+++ RECORDS SUPPLIED
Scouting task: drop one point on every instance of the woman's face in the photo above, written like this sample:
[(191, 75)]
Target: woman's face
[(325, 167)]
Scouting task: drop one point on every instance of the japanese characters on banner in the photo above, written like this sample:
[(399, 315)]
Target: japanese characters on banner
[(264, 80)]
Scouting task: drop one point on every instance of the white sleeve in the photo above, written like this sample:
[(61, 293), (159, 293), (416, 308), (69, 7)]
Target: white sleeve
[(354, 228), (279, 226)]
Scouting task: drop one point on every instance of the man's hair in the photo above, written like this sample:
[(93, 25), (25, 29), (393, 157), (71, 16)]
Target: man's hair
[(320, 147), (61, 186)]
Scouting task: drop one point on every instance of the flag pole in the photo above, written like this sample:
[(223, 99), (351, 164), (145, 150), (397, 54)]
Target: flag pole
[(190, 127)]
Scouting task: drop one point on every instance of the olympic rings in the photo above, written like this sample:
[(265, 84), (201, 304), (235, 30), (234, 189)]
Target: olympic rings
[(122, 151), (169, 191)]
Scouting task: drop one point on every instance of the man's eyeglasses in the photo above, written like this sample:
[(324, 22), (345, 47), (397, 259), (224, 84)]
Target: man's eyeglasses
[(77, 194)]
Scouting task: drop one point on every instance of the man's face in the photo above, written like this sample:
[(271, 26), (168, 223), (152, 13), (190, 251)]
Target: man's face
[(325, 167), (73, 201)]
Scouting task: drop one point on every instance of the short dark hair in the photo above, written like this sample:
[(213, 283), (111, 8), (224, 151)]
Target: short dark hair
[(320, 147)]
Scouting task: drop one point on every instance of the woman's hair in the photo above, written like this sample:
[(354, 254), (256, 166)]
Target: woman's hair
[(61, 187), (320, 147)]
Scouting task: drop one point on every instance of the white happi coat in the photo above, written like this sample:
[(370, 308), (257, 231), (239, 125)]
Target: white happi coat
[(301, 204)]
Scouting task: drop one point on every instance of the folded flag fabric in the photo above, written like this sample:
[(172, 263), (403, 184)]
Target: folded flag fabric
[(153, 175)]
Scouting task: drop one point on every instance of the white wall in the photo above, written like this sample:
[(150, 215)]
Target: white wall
++++++
*PROBLEM DETAILS*. Please copy out the entries word for word, from the line containing "Scouting task: drop one point on every instance of the flag" up to and including the line containing "[(190, 127)]".

*RESPONSE*.
Scouting task: drop one point on every instance of the flag pole in the photo above, written like this sample:
[(223, 99), (351, 164), (145, 150), (397, 54)]
Target: flag pole
[(190, 127)]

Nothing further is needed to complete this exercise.